**The problem:**
Translate this sentence from the text on mezzanine financing below into Spanish: "Some bankers and other players remain skeptical that the mezzanine financing will make a comeback any time soon, however."
____ Text to read
If leveraged buyout activity continues to pick up, there are plenty of mezzanine lenders ready to provide the last few dollars of financing.

In fact, the universe of investors in securities that rank below loans and bonds in a borrower’s capital structure has become quite crowded, with a number of new funds raised, some of them looking to lend with a very specialized focus.

Some bankers and other players remain skeptical that the mezzanine financing will make a comeback any time soon, however.

On March 18, Highbridge Capital Management, an alternative investment platform which is a subsidiary of JPMorgan Asset Management, announced its Highbridge Principal Strategies subsidiary raised a $5 billion fund, Highbridge Mezzanine Partners Fund II, for mezzanine investment. It expects to put half of its fund to work financing leveraged buyouts and the other half lending directly to small and mid-sized companies.

Last fall, private capital data tracker Preqin said it was tracking 69 funds that were looking to raise a combined $25 billion in funds for mezzanine investment. The funds on the market had an average target size of $405 million.

Yet mezzanine financing has declined considerably since the buyout boom years. Global companies raised more than $8 billion via 66 mezzanine deals in 2006 but closed on just $259 million last year via three deals, according to Dealogic.
________
____ Dataset content
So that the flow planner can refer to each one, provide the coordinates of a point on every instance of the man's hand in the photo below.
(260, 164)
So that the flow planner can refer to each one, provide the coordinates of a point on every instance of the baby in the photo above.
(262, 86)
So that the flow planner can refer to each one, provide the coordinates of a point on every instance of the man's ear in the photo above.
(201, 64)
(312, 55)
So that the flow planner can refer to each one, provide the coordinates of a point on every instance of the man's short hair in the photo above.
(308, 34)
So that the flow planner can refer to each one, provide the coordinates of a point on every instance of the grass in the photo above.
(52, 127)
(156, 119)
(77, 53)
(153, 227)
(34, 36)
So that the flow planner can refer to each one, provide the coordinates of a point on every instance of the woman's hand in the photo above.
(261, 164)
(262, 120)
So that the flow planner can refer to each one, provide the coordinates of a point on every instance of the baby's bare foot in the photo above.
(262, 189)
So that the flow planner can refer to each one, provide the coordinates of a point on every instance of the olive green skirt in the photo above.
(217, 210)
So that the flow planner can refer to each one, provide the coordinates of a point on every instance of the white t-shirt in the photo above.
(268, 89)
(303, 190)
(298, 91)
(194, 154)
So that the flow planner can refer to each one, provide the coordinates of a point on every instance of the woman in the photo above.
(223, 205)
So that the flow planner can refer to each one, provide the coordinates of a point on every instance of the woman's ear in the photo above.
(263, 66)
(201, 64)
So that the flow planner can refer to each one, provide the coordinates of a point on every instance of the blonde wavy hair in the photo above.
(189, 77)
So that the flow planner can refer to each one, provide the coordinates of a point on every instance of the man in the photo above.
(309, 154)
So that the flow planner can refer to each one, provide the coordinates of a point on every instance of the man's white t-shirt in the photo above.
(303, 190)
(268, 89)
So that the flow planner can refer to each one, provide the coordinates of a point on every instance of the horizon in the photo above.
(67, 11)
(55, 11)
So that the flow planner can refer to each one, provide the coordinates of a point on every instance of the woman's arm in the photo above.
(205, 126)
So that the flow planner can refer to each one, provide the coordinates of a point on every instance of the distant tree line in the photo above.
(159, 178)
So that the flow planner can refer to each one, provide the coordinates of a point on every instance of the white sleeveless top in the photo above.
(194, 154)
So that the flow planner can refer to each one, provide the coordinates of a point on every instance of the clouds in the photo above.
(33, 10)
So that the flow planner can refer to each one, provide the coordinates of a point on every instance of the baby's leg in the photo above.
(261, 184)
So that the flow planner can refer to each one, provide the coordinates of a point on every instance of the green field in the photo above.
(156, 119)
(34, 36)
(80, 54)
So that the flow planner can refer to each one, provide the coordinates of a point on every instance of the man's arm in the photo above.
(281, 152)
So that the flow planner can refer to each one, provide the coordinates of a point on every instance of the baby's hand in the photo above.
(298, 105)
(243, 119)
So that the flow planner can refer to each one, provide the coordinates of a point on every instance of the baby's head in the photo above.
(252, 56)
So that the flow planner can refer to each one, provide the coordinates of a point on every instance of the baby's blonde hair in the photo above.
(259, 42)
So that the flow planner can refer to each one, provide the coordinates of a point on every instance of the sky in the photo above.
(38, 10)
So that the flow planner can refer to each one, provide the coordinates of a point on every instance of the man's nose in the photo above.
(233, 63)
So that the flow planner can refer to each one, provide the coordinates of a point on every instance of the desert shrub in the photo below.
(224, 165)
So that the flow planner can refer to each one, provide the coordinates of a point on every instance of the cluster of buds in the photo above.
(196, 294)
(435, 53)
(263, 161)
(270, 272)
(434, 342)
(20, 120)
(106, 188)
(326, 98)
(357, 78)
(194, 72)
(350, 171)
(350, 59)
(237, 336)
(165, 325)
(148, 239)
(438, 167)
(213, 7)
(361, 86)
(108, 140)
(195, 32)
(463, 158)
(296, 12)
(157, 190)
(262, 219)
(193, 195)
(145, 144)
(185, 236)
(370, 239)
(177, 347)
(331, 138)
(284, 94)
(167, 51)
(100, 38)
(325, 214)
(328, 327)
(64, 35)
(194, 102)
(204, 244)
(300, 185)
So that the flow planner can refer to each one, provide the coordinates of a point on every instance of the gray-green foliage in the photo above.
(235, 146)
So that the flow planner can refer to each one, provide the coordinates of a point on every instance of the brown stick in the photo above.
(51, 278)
________
**Expected answer:**
Sin embargo, algunos banqueros y otros actores siguen siendo escépticos de que la financiación mezzanine vuelva a resurgir en el corto plazo.